• _Source document_:
▽

World map representing all the oceanic cables, highlighting the ones in relation to Marseille

Building DReaMeRS: How and why we opened a datacenter in France

Content delivery networks (CDNs) are one of the modern building blocks of the Internet. This blog post highlights a recent addition to Wikimedia’s CDN setup.

By Arzhel Younsi

On April 1st 2022, anyone browsing Wikipedia from Europe, Africa or the Middle-East region would have been served from our new datacenter in Marseille, France, known as “drmrs” or nicknamed “dreamers” for short. This 24 hour test marked the end of a 2 year long project, hindered by a global pandemic, chip shortages, numerous related contracts, and fluctuating supply chain issues.

Why did we need another datacenter?

Let’s rewind a bit and go over the importance of caching sites.

The Wikimedia Foundation operates its own physical servers for multiple reasons, with the main one being user privacy. The alternative of using commercial CDNs and cloud providers (with weaker privacy policies) would potentially give the providers visibility into Wikipedia user traffic.

All of Wikimedia’s content and data are stored at our two main USA datacenters in Ashburn, Virginia and the Dallas area, Texas. The issue here is that the further away users are from these two cities, the slower the web pages will load. The optic fibers which connect the World are bound to the speed of light, and multiple exchanges occur between users and our servers for a page to fully load. As there is a direct correlation between user experience and page load time, it becomes crucial for us to have servers as close to the users as possible. We call these servers “caching servers” and by extension, their locations are “caching POPs”, for point of presence. Before Marseille, we had 3 locations in San Francisco (USA), Amsterdam (The Netherlands) and the most recent one, Singapore.

Also read: How a new data center in Singapore is helping people access Wikipedia around the globe by Brandon Black

The way the caches work is straightforward:

World map with schematized CDN request flows
World map with schematized CDN request flows
  1. The user’s browser requests the page to their closest cache.
  2. If the cache doesn’t have the page in memory, it fetches it from Ashburn/Dallas.
  3. It keeps it in memory and sends it back to the user.
  4. When the next person queries the same page
  5. The cache sends it back to the user, without any additional step

As you can see, step 2 would take significantly longer, but only happens once and then benefits anyone else browsing the same page. The second benefit of the caches is that they keep a “snapshot” of the page, instead of generating a web page from scratch (in the main datacenters), which would require a lot more compute power (gathering the needed information, formulas, formatting the page from the wiki syntax, etc). A metaphor could be the comparison between making a collage, and doing a photocopy of that collage. This allows us to have an efficient server to user ratio, which helps maintain a responsible environmental footprint.

So why Marseille? 

Because of the amount of time and cost it takes to build out a new POP, we needed to be very thorough when choosing the location. 4 key factors made Marseille the best option: redundancy, latency, legal, and environmental impact.

Redundancy

Due to the geographical distribution of users, nearly half of Wikipedia traffic goes through the Amsterdam POP. This makes it almost “too big to fail”. Any failure or maintenance would force users to fallback on the secondary option… all the way across the Atlantic ocean, to Ashburn, worsening the user experience for millions of people. Having an alternative POP geographically close (in Europe), as well as capable of handling users going through Amsterdam, was needed.

△

• _Information supplied_:
▽

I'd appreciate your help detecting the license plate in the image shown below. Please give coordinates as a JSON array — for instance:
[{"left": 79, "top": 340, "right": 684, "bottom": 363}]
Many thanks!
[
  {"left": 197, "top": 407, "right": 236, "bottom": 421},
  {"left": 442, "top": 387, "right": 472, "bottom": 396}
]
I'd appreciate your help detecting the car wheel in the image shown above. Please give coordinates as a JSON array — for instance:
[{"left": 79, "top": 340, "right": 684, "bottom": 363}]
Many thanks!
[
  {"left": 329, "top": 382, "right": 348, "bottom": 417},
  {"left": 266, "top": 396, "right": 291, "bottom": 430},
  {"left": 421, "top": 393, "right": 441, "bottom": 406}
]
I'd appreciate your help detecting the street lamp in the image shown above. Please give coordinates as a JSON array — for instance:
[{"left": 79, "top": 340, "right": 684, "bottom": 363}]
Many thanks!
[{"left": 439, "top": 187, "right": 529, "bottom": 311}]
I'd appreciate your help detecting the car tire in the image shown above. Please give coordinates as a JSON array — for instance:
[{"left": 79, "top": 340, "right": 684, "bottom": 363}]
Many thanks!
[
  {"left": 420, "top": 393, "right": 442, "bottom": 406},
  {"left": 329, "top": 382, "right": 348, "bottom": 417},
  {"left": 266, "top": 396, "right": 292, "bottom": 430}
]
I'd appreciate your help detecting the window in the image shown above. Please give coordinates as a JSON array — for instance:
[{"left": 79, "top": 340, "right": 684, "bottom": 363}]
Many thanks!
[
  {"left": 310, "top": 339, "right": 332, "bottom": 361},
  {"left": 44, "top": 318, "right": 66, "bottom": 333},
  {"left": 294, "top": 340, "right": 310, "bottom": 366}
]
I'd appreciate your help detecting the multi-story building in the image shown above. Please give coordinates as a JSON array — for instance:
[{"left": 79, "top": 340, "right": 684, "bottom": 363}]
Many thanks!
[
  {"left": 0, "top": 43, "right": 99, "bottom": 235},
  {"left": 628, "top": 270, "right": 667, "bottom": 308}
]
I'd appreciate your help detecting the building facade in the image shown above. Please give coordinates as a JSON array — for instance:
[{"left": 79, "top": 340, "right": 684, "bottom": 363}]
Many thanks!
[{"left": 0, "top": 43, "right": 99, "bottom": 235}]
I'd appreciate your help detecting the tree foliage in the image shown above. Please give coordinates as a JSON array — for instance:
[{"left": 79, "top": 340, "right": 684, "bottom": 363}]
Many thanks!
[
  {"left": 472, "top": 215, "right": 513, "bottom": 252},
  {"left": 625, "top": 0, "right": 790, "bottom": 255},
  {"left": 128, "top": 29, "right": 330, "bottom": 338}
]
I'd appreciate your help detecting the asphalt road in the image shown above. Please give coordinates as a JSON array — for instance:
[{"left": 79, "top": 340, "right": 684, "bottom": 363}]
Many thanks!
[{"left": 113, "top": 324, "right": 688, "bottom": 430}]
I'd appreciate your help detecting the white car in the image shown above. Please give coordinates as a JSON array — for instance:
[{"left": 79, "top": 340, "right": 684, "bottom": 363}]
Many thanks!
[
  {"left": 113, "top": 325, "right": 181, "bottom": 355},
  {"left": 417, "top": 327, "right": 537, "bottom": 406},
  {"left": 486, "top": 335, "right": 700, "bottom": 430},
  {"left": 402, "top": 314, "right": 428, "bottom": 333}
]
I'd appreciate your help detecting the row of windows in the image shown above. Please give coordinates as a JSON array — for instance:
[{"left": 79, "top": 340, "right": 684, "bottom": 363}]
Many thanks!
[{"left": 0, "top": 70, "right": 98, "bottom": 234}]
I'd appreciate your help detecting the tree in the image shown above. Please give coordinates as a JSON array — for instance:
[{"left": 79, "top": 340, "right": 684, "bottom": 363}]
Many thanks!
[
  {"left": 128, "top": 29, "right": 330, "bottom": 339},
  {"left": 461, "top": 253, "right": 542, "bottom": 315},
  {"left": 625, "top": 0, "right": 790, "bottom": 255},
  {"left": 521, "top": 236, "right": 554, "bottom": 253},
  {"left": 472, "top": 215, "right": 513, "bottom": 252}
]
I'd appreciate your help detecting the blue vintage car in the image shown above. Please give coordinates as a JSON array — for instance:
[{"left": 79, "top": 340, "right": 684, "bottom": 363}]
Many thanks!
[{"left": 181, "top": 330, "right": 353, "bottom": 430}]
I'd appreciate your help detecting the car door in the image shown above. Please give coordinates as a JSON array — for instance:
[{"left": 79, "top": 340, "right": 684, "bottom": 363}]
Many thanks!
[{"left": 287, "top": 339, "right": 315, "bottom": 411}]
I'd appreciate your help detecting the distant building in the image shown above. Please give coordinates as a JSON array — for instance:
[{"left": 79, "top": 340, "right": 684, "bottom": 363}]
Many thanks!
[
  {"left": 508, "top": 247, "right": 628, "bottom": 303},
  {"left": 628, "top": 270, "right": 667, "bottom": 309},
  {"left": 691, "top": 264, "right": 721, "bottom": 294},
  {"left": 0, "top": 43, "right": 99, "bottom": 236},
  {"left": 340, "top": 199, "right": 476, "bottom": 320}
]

△

• _Work instructions_:
- a) Answer these questions from the Marseille datacenter post:
(i) On what date was the 24-hour test of the Marseille datacenter run?
(ii) Where are Wikimedia's two main USA datacenters?
(iii) What share of Wikipedia traffic goes through the Amsterdam POP?
- b) Decide whether each statement agrees with the Marseille datacenter post, and quote the deciding words.
(i) Before Marseille, Wikimedia had four caching locations.
(ii) User privacy is the main reason Wikimedia runs its own physical servers.
(iii) The Marseille project lasted two years.
- c) From the Marseille datacenter post, reproduce the passage between "As you can see, step" and "and environmental impact.", inclusive.

• _Responses per task_:
- a)
(i) April 1st 2022
(ii) Ashburn, Virginia and the Dallas area, Texas
(iii) Nearly half

- b)
(i) No: "Before Marseille, we had 3 locations in San Francisco (USA), Amsterdam (The Netherlands) and the most recent one, Singapore."
(ii) Yes: "The Wikimedia Foundation operates its own physical servers for multiple reasons, with the main one being user privacy."
(iii) Yes: "This 24 hour test marked the end of a 2 year long project"

- c)
As you can see, step 2 would take significantly longer, but only happens once and then benefits anyone else browsing the same page. The second benefit of the caches is that they keep a “snapshot” of the page, instead of generating a web page from scratch (in the main datacenters), which would require a lot more compute power (gathering the needed information, formulas, formatting the page from the wiki syntax, etc). A metaphor could be the comparison between making a collage, and doing a photocopy of that collage. This allows us to have an efficient server to user ratio, which helps maintain a responsible environmental footprint.

So why Marseille? 

Because of the amount of time and cost it takes to build out a new POP, we needed to be very thorough when choosing the location. 4 key factors made Marseille the best option: redundancy, latency, legal, and environmental impact.